BEGIN DATASET ENTRIES

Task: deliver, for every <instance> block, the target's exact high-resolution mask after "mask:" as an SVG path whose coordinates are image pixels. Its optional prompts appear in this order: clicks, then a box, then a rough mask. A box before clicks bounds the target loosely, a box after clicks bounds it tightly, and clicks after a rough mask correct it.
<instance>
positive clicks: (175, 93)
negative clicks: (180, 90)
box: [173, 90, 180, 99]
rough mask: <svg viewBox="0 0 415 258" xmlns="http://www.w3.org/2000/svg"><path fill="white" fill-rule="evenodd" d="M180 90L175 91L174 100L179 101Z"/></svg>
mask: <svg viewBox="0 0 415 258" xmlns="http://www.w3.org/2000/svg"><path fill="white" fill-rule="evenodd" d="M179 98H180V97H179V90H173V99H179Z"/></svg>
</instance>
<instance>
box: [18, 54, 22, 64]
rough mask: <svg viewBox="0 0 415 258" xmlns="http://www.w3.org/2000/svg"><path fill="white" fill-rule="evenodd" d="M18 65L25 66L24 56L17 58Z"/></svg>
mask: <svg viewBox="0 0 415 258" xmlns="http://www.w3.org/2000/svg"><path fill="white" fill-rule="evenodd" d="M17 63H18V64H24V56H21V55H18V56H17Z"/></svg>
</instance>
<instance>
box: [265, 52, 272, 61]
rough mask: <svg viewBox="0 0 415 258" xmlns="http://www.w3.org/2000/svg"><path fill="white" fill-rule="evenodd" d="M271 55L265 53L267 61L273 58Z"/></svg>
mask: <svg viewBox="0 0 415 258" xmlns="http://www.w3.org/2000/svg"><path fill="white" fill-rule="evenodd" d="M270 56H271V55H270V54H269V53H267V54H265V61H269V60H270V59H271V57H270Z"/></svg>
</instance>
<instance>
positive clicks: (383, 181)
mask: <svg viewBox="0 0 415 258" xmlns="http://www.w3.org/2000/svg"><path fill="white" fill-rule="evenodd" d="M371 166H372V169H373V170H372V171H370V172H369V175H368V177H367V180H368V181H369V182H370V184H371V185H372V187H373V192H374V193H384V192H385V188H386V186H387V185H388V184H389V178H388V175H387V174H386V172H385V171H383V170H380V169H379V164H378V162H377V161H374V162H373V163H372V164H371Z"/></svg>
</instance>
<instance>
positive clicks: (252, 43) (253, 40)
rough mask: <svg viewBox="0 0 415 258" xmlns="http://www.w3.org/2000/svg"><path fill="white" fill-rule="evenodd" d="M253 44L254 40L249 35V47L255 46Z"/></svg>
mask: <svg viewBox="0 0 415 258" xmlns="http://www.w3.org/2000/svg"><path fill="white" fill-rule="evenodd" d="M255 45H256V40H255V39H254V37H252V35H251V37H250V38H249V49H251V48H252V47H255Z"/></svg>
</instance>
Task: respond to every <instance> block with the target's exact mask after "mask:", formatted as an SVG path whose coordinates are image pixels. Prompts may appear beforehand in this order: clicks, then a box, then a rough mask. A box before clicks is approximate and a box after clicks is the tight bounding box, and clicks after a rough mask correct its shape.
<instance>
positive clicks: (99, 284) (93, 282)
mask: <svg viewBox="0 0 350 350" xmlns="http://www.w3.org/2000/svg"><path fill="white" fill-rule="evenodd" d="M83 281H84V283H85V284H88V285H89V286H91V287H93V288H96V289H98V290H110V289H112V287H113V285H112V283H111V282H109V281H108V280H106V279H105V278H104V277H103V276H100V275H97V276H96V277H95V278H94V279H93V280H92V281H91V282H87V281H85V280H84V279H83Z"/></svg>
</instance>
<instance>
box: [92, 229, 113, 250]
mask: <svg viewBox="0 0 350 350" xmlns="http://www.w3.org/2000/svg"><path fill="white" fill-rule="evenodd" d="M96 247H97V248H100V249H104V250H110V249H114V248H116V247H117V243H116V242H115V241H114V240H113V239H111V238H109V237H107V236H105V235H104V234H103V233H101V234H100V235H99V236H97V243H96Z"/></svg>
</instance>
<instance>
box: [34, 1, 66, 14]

END DATASET ENTRIES

◆ **GOAL OF THE EXERCISE**
Find each line above with the string "before", then report how many there are. Write only the number.

◆ **OUTPUT FOR THIS EXERCISE**
2